**DIRECTIONS FOR THIS TASK**
Render the data from the line containing "Spot every bright" through the line containing "[86,191,126,199]", both included, as a Markdown table with a Row column for the row number and a Line column for each line, leaving out blank lines.

**PROVIDED INFORMATION**

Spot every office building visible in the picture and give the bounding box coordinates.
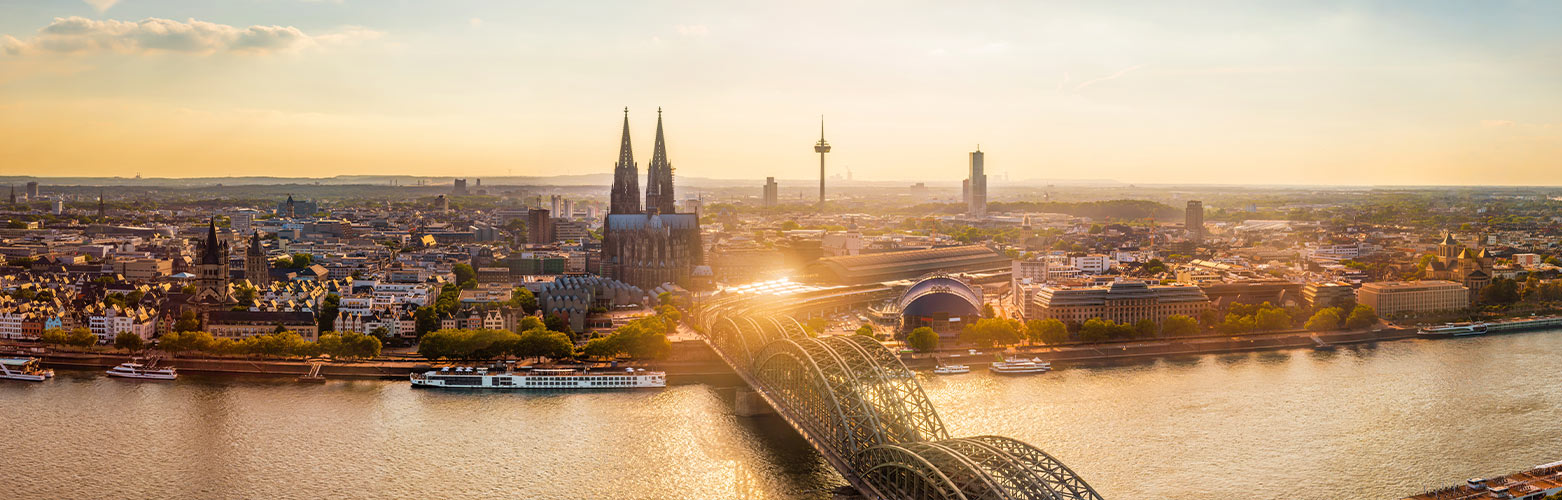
[762,177,781,208]
[965,147,987,217]
[1025,281,1209,327]
[1182,202,1204,245]
[1356,280,1470,317]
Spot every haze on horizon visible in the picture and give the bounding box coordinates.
[0,0,1562,184]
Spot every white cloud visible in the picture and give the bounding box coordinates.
[83,0,119,14]
[0,16,381,55]
[678,25,711,38]
[1075,64,1145,91]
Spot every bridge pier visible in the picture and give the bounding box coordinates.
[733,388,776,417]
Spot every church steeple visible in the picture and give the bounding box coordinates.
[645,108,676,214]
[608,108,640,214]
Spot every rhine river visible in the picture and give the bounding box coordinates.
[0,331,1562,500]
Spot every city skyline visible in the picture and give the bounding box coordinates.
[0,0,1562,184]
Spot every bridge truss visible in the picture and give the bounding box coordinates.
[695,303,1101,500]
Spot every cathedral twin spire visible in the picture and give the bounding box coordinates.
[609,108,676,214]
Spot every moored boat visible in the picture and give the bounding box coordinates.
[0,358,55,381]
[933,363,972,375]
[1415,323,1487,338]
[987,358,1053,375]
[409,366,667,391]
[106,359,180,380]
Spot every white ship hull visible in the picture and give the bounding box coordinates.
[409,367,667,391]
[105,363,180,380]
[0,358,55,381]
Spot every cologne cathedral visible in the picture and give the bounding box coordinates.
[601,108,703,291]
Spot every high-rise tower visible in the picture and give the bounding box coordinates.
[608,108,640,214]
[1182,200,1204,245]
[814,116,829,209]
[645,108,678,214]
[965,145,987,217]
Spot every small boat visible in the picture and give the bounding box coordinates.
[0,358,55,381]
[987,358,1053,375]
[108,359,180,380]
[933,363,972,375]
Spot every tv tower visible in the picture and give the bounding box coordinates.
[814,114,829,211]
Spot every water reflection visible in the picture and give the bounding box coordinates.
[0,333,1562,500]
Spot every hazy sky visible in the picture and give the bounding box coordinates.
[0,0,1562,184]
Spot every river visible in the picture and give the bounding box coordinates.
[0,331,1562,500]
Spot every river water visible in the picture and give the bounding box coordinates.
[0,331,1562,500]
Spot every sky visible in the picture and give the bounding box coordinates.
[0,0,1562,186]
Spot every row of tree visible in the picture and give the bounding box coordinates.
[417,328,575,359]
[154,331,383,359]
[1304,305,1378,331]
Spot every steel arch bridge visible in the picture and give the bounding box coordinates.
[694,302,1101,500]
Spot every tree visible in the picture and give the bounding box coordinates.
[1025,317,1068,345]
[114,331,147,353]
[1134,317,1161,339]
[1306,308,1340,331]
[959,317,1022,347]
[1161,314,1198,338]
[1253,308,1290,331]
[158,331,214,353]
[1345,305,1378,330]
[906,327,939,353]
[515,316,548,331]
[511,328,575,359]
[450,263,478,283]
[804,317,829,334]
[66,328,98,348]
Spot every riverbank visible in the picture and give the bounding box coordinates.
[901,328,1417,369]
[0,342,740,383]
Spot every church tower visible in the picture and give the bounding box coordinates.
[244,231,272,286]
[195,219,233,303]
[645,108,678,214]
[608,108,640,214]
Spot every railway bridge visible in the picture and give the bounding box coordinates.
[692,302,1101,500]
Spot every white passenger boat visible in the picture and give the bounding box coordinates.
[409,366,667,391]
[987,358,1053,375]
[933,363,972,375]
[1417,323,1487,338]
[0,358,55,381]
[108,359,180,380]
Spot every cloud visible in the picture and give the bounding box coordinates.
[678,25,711,38]
[1075,64,1145,91]
[0,16,381,56]
[83,0,119,14]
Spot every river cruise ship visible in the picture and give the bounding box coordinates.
[108,359,180,380]
[1415,323,1485,338]
[0,358,55,381]
[411,366,667,391]
[987,358,1053,375]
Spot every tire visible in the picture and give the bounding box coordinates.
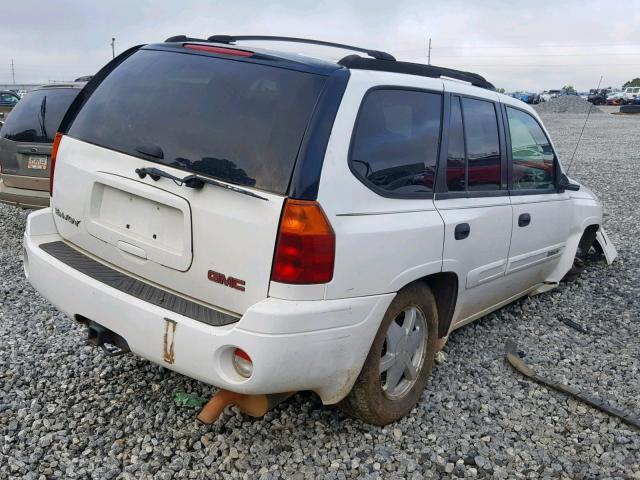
[339,282,438,426]
[561,257,586,283]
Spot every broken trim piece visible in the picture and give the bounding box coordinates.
[594,227,618,265]
[505,340,640,430]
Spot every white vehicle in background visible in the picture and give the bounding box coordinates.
[540,90,562,102]
[620,87,640,105]
[24,36,615,424]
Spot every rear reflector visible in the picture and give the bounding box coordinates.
[49,132,62,197]
[233,348,253,378]
[271,199,336,285]
[183,43,253,57]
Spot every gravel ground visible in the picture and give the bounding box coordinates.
[533,95,604,115]
[0,110,640,479]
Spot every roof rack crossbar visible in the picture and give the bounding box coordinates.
[205,35,395,61]
[338,55,495,90]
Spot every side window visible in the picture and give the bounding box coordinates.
[462,98,501,191]
[0,93,18,105]
[507,107,555,190]
[447,97,467,192]
[349,89,442,195]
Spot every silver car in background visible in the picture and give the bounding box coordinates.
[0,83,85,208]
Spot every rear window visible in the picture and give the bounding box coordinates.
[0,88,80,143]
[68,50,325,194]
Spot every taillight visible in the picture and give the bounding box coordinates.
[271,199,336,285]
[183,43,253,57]
[49,132,62,197]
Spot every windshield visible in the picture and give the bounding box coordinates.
[68,50,325,194]
[0,88,80,143]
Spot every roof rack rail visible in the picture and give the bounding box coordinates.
[202,35,395,61]
[165,35,207,43]
[338,55,496,90]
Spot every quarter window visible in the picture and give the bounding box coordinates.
[507,107,555,190]
[350,89,442,195]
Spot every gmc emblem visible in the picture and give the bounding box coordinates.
[207,270,245,292]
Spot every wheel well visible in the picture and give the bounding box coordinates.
[422,272,458,338]
[578,225,600,255]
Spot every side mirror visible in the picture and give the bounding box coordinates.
[558,173,580,192]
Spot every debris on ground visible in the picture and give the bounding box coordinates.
[173,392,207,408]
[505,340,640,430]
[533,95,604,113]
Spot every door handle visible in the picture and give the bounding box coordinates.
[453,223,471,240]
[518,213,531,227]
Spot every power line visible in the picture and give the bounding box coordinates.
[424,43,640,50]
[396,50,640,58]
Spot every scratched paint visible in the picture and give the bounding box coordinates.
[163,318,178,363]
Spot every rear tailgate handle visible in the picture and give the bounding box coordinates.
[118,240,147,260]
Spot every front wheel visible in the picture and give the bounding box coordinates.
[339,282,438,425]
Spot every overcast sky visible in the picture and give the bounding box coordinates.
[0,0,640,91]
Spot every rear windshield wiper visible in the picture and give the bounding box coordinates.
[136,167,269,201]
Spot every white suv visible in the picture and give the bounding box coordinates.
[24,36,615,424]
[620,87,640,105]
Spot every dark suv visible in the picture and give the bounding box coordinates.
[0,83,85,208]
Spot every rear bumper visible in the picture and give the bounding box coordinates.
[24,209,394,403]
[0,177,49,208]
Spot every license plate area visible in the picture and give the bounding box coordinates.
[87,179,192,271]
[27,155,49,170]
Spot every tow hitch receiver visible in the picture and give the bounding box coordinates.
[197,390,295,424]
[505,340,640,429]
[86,320,131,357]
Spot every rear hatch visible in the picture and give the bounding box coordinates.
[52,47,326,314]
[0,87,80,190]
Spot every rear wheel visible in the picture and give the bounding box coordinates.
[562,257,585,282]
[340,282,438,425]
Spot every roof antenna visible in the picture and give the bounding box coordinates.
[565,75,602,176]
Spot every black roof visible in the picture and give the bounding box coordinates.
[161,35,495,90]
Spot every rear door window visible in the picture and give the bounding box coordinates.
[68,50,325,194]
[0,87,80,143]
[446,96,502,192]
[350,89,442,196]
[507,107,555,190]
[462,98,501,191]
[447,97,467,192]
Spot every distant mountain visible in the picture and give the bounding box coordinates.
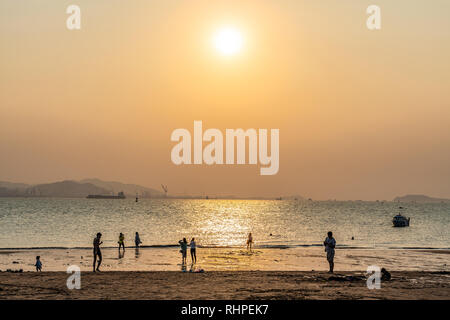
[394,194,450,203]
[79,179,164,198]
[0,179,164,198]
[0,181,31,190]
[25,180,111,198]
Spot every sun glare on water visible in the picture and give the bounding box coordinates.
[214,27,243,56]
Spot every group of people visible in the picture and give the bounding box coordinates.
[178,238,197,264]
[93,232,142,272]
[90,231,336,273]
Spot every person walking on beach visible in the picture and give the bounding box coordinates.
[134,231,142,248]
[247,232,253,251]
[93,232,103,272]
[189,238,197,264]
[323,231,336,273]
[117,232,125,251]
[35,256,42,271]
[178,238,187,264]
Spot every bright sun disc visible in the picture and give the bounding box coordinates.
[214,28,243,56]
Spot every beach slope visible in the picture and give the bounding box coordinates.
[0,271,450,300]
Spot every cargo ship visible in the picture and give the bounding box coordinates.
[86,191,125,199]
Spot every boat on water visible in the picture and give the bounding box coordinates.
[392,207,411,228]
[86,191,126,199]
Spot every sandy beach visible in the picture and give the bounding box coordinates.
[0,271,450,300]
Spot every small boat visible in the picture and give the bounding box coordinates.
[392,207,411,228]
[86,192,126,199]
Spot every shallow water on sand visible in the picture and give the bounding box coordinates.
[0,247,450,272]
[0,198,450,251]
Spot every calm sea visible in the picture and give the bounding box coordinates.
[0,198,450,249]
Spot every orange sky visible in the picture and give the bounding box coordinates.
[0,0,450,200]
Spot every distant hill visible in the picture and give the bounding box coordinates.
[79,179,164,198]
[394,194,450,203]
[0,181,31,190]
[25,180,111,198]
[0,179,164,198]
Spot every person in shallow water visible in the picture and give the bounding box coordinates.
[117,232,125,251]
[247,232,253,251]
[189,238,197,264]
[323,231,336,273]
[34,256,42,271]
[93,232,103,272]
[134,231,142,248]
[178,238,187,264]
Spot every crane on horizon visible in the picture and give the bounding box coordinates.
[161,184,168,198]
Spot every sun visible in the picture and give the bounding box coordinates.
[213,27,243,56]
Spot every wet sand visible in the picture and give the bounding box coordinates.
[0,271,450,300]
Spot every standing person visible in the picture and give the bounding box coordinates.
[93,232,103,272]
[35,256,42,271]
[178,238,187,264]
[190,238,197,264]
[247,232,253,251]
[134,231,142,248]
[117,232,125,251]
[323,231,336,273]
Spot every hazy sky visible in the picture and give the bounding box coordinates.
[0,0,450,200]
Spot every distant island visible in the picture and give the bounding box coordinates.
[394,194,450,203]
[0,179,164,198]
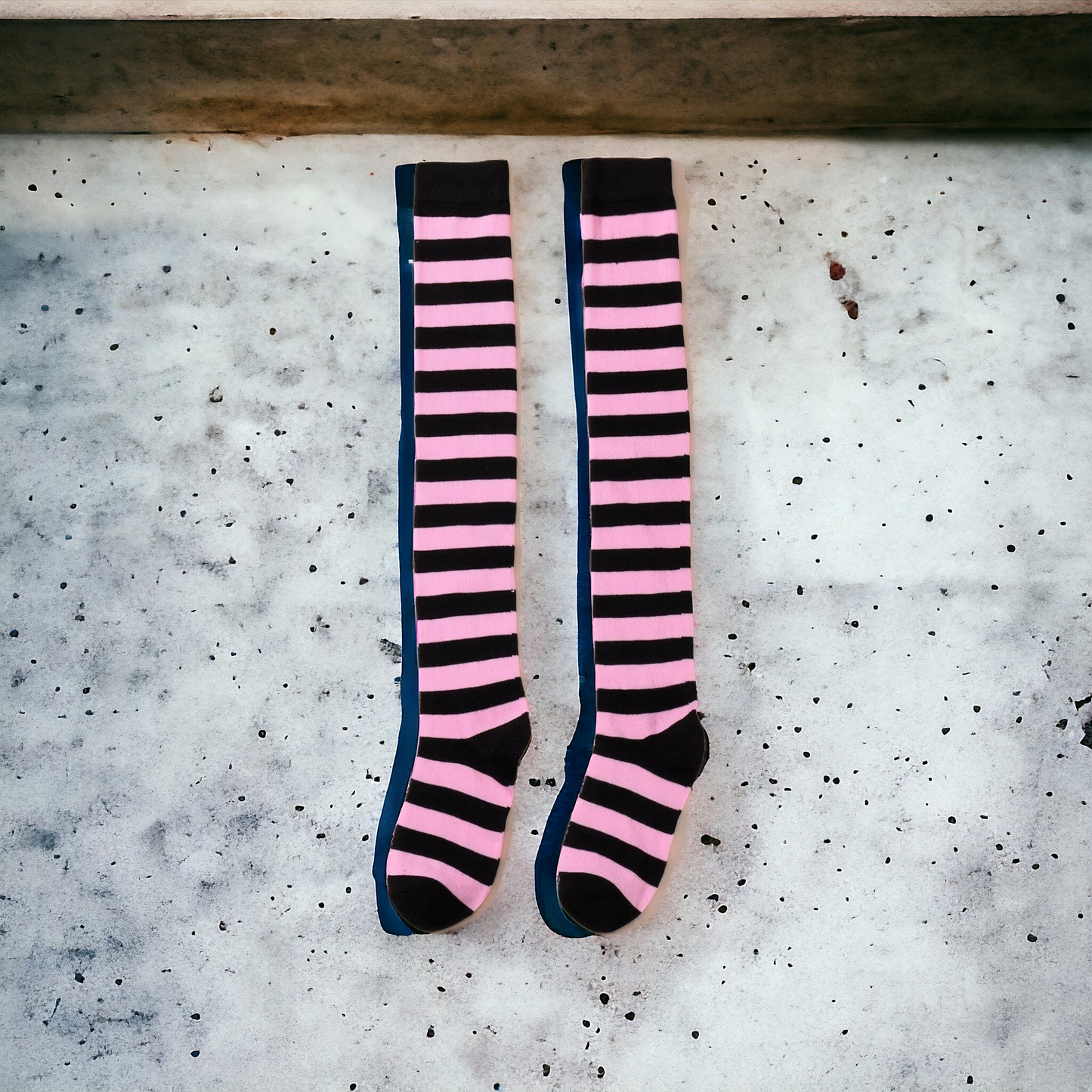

**RESPONSE BELOW**
| Row | Line |
|---|---|
| 1 | Spot every bright sun disc visible in the picture and give the bounding box coordinates. |
| 2 | [214,28,243,56] |
| 3 | Spot every beach slope visible in the picture and give the bounding box coordinates. |
| 4 | [0,271,450,300] |
| 5 | Spot every cargo ship visible in the picture and give the bounding box coordinates. |
| 6 | [86,191,125,199] |
| 7 | Spot every boat on water visible in the picture and give the bounding box coordinates. |
| 8 | [392,207,411,228] |
| 9 | [86,191,126,199] |